Integration Test Coverage¶

Good Coverage¶

App mounting and structure (test_app.py)
Block creation and rendering (test_blocks.py)
Input handling and modes (test_input.py)
Keybindings (test_keybindings.py)
Screen opening/closing (test_screens.py)
Theme switching (test_themes.py)

Missing Integration Tests¶

AI response streaming and rendering
Agent mode multi-step execution
MCP tool discovery and execution
Session save/load/export
Provider switching
Context window management
File tree sidebar interaction

Critical Test Gaps¶

1. AI Executor (handlers/ai_executor.py)¶

Current: 3 tests Needed: 20+ tests

# Missing test scenarios:
- test_streaming_text_response
- test_streaming_with_thinking_extraction
- test_tool_call_approval_flow
- test_tool_call_rejection_flow
- test_agent_mode_iteration
- test_agent_mode_max_iterations
- test_agent_mode_cancellation
- test_context_building
- test_error_handling_during_stream
- test_token_usage_tracking
- test_cost_calculation

2. Provider Implementations (ai/*.py)¶

Current: 0 tests per provider Needed: Per-provider test files

# Each provider should test:
- test_validate_connection_success
- test_validate_connection_failure
- test_list_models
- test_generate_streaming
- test_generate_with_tools
- test_error_handling
- test_api_key_validation

3. Block Widgets (widgets/blocks/*.py)¶

Current: Integration only Needed: Unit tests for widget logic

# Missing widget tests:
- test_ai_response_block_rendering
- test_thinking_widget_toggle
- test_tool_accordion_expand_collapse
- test_iteration_widget_nested_tools
- test_command_block_exit_code_display

4. Context Manager (context.py)¶

Current: 0 tests Needed: Core functionality tests

# Missing context tests:
- test_build_messages_from_blocks
- test_context_truncation
- test_token_estimation
- test_message_ordering

Recommendations¶

Immediate Priority (Week 1)¶

Add context.py tests - Core functionality with no coverage
Expand ai_executor tests - Most complex code path
Add provider mock tests - Test with mocked HTTP responses

Short Term (Month 1)¶

Widget unit tests - Test block widget logic
Screen tests - Test modal screen interactions
Command tests - Test slash command handlers

Long Term¶

End-to-end tests - Full user flow testing
Performance tests - Streaming latency, UI responsiveness
Snapshot tests - UI regression detection

Test Infrastructure Notes¶

Existing Fixtures¶

Fixture	Scope	Purpose
`mock_home`	function	Temp home directory
`mock_storage`	function	Temp database
`temp_workdir`	function	Temp working directory
`running_app`	function	App with pilot
`mock_ai_components`	function (auto)	Mock AI/MCP

Missing Fixtures Needed¶

# Proposed new fixtures:

@pytest.fixture
def mock_provider():
    """Create a mock LLMProvider with streaming support."""

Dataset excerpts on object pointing
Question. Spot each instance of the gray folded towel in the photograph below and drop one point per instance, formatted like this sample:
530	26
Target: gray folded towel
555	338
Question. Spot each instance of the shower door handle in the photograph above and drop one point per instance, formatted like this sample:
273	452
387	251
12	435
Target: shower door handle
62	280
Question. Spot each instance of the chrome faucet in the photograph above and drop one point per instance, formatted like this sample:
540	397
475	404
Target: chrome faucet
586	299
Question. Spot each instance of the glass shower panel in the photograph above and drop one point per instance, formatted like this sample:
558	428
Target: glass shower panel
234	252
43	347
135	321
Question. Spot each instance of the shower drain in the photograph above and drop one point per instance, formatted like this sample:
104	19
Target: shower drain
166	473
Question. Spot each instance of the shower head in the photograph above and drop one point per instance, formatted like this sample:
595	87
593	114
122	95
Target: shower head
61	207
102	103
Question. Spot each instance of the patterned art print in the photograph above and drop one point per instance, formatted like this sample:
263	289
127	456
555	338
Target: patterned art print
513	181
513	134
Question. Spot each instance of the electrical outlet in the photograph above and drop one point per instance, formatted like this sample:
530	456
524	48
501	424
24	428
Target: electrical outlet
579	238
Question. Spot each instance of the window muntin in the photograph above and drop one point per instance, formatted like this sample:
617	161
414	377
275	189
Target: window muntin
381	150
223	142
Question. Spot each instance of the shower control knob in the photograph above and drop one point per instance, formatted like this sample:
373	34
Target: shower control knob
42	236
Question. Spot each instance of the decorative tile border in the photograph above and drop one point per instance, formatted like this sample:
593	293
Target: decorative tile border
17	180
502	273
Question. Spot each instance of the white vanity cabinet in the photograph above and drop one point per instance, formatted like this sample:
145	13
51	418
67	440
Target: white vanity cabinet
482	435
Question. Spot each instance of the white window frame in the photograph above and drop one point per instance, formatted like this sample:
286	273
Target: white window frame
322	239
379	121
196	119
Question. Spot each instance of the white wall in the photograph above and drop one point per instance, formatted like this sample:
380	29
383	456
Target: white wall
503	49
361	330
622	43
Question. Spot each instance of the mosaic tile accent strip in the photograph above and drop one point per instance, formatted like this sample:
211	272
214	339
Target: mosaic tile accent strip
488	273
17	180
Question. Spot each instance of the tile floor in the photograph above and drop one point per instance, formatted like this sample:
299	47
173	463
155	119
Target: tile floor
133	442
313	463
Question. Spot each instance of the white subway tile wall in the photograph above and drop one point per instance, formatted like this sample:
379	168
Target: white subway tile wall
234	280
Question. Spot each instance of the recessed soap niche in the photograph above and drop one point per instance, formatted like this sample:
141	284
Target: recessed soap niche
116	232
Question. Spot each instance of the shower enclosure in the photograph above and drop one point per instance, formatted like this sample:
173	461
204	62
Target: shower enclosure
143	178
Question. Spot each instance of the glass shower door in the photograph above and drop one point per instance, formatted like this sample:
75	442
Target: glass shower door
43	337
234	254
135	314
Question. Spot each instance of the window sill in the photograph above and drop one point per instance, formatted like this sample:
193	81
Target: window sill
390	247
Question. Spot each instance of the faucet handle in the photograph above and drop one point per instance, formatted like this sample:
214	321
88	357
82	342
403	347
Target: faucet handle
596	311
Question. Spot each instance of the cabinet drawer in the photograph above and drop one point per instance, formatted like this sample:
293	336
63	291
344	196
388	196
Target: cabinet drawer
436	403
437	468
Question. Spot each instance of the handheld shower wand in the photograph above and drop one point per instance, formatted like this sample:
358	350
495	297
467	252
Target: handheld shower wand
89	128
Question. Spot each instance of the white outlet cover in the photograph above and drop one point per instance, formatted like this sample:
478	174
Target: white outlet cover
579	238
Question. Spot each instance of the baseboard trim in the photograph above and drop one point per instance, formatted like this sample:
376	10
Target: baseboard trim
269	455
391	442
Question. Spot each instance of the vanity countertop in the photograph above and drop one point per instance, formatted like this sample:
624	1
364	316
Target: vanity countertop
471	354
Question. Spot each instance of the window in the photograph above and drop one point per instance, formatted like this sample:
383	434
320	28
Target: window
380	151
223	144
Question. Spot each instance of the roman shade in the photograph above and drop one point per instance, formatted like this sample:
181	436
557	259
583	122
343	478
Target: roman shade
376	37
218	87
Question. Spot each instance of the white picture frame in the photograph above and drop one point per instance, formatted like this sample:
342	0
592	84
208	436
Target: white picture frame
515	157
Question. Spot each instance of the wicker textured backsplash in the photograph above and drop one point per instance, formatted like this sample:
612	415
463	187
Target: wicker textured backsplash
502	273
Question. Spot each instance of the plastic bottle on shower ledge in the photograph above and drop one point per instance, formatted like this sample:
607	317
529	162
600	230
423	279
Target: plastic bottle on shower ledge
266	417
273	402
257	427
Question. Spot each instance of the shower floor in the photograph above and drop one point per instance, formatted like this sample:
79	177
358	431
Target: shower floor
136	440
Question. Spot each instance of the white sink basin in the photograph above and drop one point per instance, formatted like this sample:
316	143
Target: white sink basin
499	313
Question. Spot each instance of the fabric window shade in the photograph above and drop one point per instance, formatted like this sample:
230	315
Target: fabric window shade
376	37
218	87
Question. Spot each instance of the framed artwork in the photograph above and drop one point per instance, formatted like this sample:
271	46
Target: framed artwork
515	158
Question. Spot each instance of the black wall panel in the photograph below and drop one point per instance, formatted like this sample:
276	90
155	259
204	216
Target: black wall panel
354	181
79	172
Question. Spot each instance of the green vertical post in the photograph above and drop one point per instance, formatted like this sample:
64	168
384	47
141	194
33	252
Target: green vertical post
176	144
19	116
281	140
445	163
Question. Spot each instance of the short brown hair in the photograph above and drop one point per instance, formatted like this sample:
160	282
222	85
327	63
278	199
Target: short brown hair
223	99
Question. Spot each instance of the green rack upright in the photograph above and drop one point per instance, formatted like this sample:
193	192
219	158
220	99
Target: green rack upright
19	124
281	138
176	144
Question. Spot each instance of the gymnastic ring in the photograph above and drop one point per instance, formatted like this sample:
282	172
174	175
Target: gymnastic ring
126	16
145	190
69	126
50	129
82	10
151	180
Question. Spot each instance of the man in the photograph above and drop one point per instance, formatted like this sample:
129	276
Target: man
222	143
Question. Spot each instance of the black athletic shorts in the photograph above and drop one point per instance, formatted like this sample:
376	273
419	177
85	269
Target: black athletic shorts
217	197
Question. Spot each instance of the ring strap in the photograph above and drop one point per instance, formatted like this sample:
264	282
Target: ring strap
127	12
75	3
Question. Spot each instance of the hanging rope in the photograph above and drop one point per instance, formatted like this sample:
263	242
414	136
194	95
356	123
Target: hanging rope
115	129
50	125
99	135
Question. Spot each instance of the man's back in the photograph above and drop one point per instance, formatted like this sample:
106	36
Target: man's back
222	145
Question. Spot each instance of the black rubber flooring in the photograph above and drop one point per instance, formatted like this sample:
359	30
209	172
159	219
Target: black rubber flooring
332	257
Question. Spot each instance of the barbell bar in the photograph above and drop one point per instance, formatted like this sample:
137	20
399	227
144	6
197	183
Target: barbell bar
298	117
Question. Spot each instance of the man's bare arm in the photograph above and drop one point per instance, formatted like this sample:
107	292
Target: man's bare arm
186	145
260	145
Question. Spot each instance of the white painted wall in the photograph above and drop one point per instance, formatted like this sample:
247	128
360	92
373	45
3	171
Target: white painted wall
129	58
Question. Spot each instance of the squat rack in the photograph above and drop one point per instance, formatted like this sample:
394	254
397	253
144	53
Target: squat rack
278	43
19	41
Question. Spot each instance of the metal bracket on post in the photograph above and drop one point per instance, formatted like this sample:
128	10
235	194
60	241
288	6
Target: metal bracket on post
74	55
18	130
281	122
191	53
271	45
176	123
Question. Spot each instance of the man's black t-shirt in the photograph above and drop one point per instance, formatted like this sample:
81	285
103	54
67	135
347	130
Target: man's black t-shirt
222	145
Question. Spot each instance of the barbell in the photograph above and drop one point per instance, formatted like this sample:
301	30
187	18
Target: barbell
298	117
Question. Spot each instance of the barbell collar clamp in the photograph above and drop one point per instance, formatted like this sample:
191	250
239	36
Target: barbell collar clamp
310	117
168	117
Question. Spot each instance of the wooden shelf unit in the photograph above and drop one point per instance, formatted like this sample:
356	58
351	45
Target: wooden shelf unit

§ TASK DIRECTIONS: Swap "Theme switching" for "Color scheme switching" and write out the test coverage text from the words "Block creation and" through the words "Theme switching (test_themes.py)". Work from the test coverage text alone.

§ COMPLETE OUTPUT:
Block creation and rendering (test_blocks.py)
Input handling and modes (test_input.py)
Keybindings (test_keybindings.py)
Screen opening/closing (test_screens.py)
Color scheme switching (test_themes.py)